By regularity of $e$ (using the characterization in the exercise), there is a $p$ so that for all $p'\le p$, $e(p')\wedge (B,\dot{q})\neq 0$. Let $\dot{A}$ be a $\mathbb{P}$-name for a subset of $Z$ such that $p \Vdash \dot{A}=\{z\in B: f(z)\in H\}$ and $\neg p \Vdash \dot{A}\in J^+$.

We check that $(p,\dot{A})$ is actually a condition, which involves checking that $p\Vdash \dot{A}\in J^+$. So take a generic $G\ast \dot{h}$ containing $e(p)\wedge (B,\dot{q})$ (which is nonzero by choice of $p$). Then clearly $B\in G$ and since $[[f]_M]_K=q\in h$, we have $[f]_M=j(f)([\mathrm{id}])\in\hat{H}$. Therefore $[\mathrm{id}]\in \hat{j}(A)$, so this generic $G\ast \dot{h}$ shows that it is not forced by $\mathcal{B}(P(Z)/I\ast \dot{j(\mathbb{P})/K}/e"H$ that $[\mathrm{id}]\not\in \hat{j}(A)\}$.

By definition $\iota:=\iota(p,\dot{A})$ forces $j(p)\in \hat{H}$ and $[\mathrm{id}]\in\hat{j}(\dot{A})$. Since $\hat{j}$ extends $j$ and it's forced that $\dot{A}\subseteq B$, $\iota$ must force $B\in G$. And since $j(p)\Vdash_{j(\mathbb{P})} j(\dot{A})=j(\{z:j(f)(z)\in \hat{H}\})$, $\iota$ must force $\dot{q}=[j(f)(\mathrm{id})]_K\in h$. $\Box$

Remark: Suppose $K$ as in the Duality Theorem is forced to be principal, i.e., there is $m$ so that $$\Vdash K=\{p\in j(\mathbb{P}:p\le \neg m\}.$$
Then the Duality Theorem is easily seen to be an equivalence.

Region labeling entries
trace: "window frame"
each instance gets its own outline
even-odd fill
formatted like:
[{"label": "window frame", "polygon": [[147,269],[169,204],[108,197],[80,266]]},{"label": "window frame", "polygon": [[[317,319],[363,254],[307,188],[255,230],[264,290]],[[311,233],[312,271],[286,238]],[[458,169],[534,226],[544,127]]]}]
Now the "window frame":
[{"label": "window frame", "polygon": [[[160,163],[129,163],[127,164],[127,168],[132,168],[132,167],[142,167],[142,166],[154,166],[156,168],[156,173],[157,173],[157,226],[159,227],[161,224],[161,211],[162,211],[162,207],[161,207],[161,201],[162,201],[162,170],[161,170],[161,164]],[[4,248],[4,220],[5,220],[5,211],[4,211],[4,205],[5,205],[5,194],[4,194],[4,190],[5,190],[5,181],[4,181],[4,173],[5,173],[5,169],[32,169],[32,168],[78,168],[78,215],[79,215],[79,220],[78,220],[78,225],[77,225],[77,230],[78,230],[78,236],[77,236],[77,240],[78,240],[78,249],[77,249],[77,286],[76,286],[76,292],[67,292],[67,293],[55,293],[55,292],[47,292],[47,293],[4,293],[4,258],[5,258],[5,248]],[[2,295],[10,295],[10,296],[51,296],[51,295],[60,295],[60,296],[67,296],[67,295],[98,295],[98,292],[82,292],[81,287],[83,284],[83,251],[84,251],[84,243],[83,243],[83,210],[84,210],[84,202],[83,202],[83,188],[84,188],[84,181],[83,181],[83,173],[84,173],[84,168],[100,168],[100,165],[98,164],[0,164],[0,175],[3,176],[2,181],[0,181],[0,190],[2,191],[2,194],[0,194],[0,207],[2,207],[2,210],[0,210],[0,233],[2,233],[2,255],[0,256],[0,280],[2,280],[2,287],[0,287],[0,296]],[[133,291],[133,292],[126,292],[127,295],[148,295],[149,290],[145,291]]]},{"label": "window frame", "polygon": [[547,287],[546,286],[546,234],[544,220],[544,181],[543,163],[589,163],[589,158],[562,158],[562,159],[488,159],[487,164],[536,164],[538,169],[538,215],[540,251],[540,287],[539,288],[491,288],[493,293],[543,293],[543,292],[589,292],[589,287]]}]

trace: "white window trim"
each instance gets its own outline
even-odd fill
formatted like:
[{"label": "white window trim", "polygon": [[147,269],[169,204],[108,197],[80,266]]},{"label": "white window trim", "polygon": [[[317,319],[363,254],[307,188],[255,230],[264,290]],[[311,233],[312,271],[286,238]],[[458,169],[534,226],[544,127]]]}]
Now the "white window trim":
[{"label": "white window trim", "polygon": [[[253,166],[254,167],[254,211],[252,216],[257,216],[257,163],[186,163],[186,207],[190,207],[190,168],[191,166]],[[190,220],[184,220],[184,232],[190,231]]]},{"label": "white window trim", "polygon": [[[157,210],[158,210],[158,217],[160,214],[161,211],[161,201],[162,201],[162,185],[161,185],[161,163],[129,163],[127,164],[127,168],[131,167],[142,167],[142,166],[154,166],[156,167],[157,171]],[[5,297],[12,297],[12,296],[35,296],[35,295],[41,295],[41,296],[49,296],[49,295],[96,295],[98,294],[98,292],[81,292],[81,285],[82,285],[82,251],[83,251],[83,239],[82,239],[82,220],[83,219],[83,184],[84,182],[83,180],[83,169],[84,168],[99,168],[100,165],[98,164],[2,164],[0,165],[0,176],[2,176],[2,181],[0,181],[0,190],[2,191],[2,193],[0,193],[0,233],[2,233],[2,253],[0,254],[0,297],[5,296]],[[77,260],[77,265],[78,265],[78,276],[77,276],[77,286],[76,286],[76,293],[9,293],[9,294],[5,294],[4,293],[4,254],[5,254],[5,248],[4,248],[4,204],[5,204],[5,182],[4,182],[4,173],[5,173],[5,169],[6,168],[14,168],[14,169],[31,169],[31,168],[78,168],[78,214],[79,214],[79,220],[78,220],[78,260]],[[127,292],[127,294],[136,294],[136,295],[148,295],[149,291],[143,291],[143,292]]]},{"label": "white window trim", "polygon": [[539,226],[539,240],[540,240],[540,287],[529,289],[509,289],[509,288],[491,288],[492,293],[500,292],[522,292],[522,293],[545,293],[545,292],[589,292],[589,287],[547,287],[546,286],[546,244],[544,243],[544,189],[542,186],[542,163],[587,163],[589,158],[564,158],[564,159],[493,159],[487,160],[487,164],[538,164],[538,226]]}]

Given task
Continue the Duality Theorem excerpt, picking up right after its final sentence.

Expected answer
We can compute some nice properties of the ideal $J$ arising from the previous theorem.

Proposition: Using the notation of the previous theorem, $J$ is forced to be precipitous, with the same completeness as $I$. If $I$ is normal, then $J$ is also normal. Also, if $\bar{G}\subseteq P(Z)/J$ is generic over $V[H]$ and $G\ast h=\iota[H\ast \bar{G}]$ and $\hat{j}:V[H]\rightarrow M[\hat{H}]$ are as before, then $V[H]^Z/{\bar{G}}=M[\hat{H}]$ and $\hat{j}$ is the ultrapower embedding.

Finally, we relate $J$ to the ideal in $V[H]$ generated by $I$.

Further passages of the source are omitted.